> Work to do: Copy only what runs from the line containing "I would be grateful if you could indicate the shoreline" through the end of the material below, line for line, with both ends included.

:: Data for this exercise ::

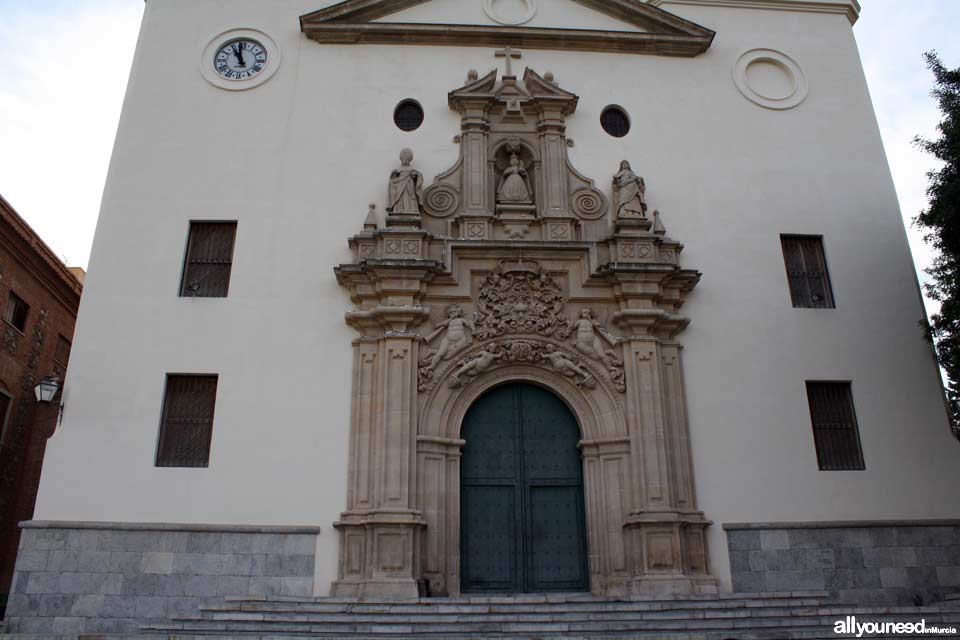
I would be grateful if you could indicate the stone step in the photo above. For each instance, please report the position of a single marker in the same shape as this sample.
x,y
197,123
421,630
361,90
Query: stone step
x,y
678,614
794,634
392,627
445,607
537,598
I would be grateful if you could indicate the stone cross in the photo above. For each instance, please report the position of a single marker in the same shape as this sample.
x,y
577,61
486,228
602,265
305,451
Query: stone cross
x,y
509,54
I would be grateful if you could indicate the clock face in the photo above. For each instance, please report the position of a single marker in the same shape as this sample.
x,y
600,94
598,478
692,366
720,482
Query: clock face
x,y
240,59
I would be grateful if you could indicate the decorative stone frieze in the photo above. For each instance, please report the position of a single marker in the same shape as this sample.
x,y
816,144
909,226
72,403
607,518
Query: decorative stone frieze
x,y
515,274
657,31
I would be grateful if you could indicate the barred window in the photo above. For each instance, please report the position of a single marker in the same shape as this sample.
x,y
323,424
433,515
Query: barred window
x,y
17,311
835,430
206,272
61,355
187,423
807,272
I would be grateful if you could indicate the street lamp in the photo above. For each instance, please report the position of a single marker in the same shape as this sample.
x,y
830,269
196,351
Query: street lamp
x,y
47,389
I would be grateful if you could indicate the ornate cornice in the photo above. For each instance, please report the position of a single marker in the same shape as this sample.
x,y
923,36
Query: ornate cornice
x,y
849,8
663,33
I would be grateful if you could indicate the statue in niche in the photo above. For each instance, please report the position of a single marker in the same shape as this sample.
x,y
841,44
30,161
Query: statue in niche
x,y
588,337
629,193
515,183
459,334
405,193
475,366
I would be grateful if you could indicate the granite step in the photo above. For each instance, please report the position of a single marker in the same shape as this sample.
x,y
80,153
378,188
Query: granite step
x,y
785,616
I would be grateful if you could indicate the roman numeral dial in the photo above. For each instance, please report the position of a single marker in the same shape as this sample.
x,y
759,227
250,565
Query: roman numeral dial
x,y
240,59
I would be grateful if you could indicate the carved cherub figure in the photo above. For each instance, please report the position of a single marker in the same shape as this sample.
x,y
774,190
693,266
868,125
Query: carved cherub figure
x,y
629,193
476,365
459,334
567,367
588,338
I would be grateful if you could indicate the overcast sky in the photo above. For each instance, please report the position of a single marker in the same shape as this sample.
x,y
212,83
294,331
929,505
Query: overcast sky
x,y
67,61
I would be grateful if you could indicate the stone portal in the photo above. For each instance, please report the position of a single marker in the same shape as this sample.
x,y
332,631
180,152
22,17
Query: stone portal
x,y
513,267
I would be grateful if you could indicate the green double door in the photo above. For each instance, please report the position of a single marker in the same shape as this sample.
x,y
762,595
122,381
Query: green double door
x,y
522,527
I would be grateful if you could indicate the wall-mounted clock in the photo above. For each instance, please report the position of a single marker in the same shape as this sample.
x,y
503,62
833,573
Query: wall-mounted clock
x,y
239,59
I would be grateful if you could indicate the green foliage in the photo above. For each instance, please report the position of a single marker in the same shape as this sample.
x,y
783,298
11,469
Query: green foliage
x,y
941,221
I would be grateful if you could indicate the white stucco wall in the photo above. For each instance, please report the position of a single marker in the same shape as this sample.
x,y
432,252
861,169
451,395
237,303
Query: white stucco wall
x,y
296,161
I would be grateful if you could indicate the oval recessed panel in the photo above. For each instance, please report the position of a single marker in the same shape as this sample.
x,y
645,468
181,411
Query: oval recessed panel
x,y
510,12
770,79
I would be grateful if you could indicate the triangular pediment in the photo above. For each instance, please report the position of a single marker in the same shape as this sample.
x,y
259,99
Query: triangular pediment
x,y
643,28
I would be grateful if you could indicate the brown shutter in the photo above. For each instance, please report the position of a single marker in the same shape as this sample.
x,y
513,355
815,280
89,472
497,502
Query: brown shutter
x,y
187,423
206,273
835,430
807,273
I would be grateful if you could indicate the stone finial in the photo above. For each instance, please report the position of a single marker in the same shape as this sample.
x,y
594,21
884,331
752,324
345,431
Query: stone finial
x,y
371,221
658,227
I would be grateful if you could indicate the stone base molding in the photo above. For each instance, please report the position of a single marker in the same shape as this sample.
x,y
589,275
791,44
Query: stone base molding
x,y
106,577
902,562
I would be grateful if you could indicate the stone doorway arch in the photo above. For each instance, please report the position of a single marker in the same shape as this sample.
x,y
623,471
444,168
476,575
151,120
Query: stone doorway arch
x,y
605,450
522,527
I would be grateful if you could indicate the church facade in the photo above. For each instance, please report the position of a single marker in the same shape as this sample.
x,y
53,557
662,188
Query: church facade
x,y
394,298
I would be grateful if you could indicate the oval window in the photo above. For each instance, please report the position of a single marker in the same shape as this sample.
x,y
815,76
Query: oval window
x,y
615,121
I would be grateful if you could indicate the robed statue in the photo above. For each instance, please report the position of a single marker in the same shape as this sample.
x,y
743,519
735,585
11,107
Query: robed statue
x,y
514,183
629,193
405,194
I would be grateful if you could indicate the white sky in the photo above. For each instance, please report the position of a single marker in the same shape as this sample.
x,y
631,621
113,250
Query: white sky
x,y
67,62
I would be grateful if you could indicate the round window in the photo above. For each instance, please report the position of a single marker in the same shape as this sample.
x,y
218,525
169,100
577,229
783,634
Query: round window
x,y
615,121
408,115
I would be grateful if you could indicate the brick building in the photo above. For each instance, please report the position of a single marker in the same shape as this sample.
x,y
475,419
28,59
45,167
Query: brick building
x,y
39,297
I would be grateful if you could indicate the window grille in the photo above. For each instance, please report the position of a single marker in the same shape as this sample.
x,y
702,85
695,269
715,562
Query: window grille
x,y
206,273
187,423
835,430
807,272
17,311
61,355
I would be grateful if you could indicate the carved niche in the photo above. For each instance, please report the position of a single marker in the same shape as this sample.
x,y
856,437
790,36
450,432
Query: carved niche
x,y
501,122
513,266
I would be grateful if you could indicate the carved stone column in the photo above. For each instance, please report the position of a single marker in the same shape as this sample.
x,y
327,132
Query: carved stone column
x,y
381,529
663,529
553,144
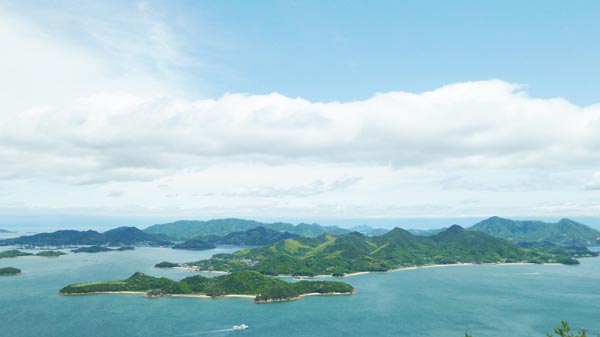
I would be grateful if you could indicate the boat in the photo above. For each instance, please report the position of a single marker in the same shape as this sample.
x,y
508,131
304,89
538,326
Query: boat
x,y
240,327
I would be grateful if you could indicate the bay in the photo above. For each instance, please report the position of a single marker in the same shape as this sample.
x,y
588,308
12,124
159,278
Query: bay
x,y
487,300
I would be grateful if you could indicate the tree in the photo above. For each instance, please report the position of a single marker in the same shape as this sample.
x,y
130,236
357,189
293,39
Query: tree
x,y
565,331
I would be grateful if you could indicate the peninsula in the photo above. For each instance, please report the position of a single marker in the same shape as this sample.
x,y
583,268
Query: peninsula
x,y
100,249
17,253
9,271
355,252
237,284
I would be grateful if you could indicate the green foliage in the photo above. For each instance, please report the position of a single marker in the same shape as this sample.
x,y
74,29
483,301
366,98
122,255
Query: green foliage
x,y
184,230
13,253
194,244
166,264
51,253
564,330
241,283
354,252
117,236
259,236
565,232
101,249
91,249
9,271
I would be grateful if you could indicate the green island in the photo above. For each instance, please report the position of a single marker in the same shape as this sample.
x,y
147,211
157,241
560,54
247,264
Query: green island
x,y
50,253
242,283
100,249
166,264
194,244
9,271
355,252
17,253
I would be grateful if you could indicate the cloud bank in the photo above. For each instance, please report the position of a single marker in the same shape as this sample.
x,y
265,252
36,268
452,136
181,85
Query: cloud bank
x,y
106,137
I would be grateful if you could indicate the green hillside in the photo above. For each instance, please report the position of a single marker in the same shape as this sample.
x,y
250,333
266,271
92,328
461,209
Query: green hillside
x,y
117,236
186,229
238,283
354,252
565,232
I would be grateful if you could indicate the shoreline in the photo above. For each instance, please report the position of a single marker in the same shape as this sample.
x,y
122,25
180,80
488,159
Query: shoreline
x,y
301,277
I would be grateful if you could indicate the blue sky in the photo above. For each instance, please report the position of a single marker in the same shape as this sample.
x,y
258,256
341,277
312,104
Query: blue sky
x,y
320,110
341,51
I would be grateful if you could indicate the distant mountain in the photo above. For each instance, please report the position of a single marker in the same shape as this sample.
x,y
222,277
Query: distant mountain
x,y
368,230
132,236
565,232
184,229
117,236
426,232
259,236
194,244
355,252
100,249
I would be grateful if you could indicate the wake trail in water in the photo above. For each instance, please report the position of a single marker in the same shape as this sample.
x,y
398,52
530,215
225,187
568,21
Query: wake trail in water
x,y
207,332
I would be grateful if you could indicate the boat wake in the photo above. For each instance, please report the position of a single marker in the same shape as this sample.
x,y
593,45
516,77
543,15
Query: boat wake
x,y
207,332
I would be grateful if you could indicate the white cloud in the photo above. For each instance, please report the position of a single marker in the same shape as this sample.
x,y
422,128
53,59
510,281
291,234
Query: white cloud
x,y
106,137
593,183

:::

> Response to this exercise:
I would be grateful if you could indicate the shoreline in the photo above. For each instance, please report the position of a single marker in the same shape as this sample.
x,y
122,25
180,80
488,159
Query: shoreline
x,y
301,277
I would be grateful if you could indicate the blue sky in the photo above. For each instance, please report the position of a single marker in the same shape as this sample.
x,y
258,256
341,277
312,104
Query: blue sky
x,y
320,110
341,51
I would be grateful if you could indicate the distant mountain in the photo above. For each instance, please report the position of a single marker in the same shape as this sample.
x,y
222,277
Query: distant mountain
x,y
368,230
132,236
565,232
184,229
117,236
426,232
259,236
194,244
355,252
100,249
I would be grateful if you could indicate the wake trail in water in the photo above. For each instance, please report the position of a single marker in the same shape as this sample.
x,y
398,52
530,215
225,187
568,21
Query: wake trail in water
x,y
207,332
I would be grateful if you could indicate the boat wake in the photo above. For each instance, please report the position of a single marker in the same shape as this sample.
x,y
593,45
516,77
543,15
Query: boat wake
x,y
207,332
I would be grateful if you could indicate the white cloud in the photo above. For each instance, please report the position of a single marker in the same shape as this sample.
x,y
422,128
53,59
510,281
291,234
Query: white cloud
x,y
106,137
593,183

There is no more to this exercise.